■ Problem description:
Every line from the one with "Per instance of the distant" to the final line of the listing below should be repeated exactly, and only those.

■ Records to use:
========
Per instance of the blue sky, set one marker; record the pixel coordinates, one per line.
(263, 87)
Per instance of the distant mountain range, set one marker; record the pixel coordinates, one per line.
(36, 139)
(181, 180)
========
■ Result below:
Per instance of the distant mountain range, set one marker; record the pixel coordinates, one per line.
(36, 139)
(181, 180)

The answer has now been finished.